▸ Request: Rewrite the items that follow, replacing "pixel coordinates" with "image coordinates" wherever it occurs and leaving every other word unchanged.

# START OF Extracted data

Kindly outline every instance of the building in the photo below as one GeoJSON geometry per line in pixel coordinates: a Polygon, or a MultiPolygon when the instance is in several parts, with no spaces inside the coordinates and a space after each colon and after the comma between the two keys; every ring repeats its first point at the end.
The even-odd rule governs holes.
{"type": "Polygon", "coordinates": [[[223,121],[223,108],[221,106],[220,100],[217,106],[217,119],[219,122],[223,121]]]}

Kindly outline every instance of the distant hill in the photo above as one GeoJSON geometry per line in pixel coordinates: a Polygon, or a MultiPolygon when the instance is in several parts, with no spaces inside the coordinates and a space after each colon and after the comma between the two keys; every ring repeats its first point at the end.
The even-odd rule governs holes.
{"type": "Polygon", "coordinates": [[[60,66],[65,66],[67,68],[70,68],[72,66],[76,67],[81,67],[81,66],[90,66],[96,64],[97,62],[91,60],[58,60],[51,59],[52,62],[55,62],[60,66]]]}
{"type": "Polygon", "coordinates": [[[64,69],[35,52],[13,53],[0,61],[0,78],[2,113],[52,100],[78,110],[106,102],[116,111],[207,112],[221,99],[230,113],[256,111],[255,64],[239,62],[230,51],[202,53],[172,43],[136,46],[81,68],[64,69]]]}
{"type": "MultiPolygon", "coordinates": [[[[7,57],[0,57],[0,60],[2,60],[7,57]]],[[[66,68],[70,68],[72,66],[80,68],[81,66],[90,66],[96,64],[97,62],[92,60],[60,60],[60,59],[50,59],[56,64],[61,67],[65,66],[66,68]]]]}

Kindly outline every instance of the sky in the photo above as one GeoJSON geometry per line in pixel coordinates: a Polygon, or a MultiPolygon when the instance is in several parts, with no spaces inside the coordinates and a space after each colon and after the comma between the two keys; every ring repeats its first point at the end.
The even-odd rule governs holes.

# END OF Extracted data

▸ The response:
Kindly outline every instance of the building in the photo below as one GeoJSON geometry per line in image coordinates: a Polygon, or a MultiPolygon when the instance is in several parts, with no spaces inside the coordinates and a space after each colon and after the comma between the two keys; every ring repeats its first point at the end.
The even-odd rule governs holes.
{"type": "Polygon", "coordinates": [[[223,121],[223,108],[221,106],[220,100],[217,106],[217,119],[219,122],[223,121]]]}

Kindly outline every instance of the distant hill in the photo above as one GeoJSON geometry per line in image coordinates: a Polygon, or a MultiPolygon when the instance is in several parts, with no spaces inside the coordinates and a space after each colon and after the comma between the two keys; every ring repeats its first point at the end.
The even-odd rule governs holes.
{"type": "Polygon", "coordinates": [[[60,66],[65,66],[67,68],[70,68],[72,66],[76,67],[81,67],[81,66],[90,66],[96,64],[97,62],[91,60],[58,60],[51,59],[52,62],[55,62],[60,66]]]}
{"type": "Polygon", "coordinates": [[[64,69],[35,52],[13,53],[0,61],[0,78],[2,113],[52,100],[78,110],[106,102],[116,111],[207,112],[221,99],[230,113],[256,111],[255,64],[239,62],[230,51],[202,53],[172,43],[136,46],[81,68],[64,69]]]}
{"type": "MultiPolygon", "coordinates": [[[[7,57],[0,57],[0,60],[2,60],[7,57]]],[[[66,68],[70,68],[72,66],[80,68],[81,66],[90,66],[96,64],[97,62],[92,60],[60,60],[60,59],[50,59],[56,64],[61,67],[65,66],[66,68]]]]}

Kindly outline every instance of the sky in the photo above as one GeoJSON geometry per line in image coordinates: a Polygon, or a MultiPolygon when the instance is in several parts, with no spaces inside the coordinates and a space after each colon and after the comma between the two keys; every ring repeats its first point at the end.
The even-odd rule governs holes.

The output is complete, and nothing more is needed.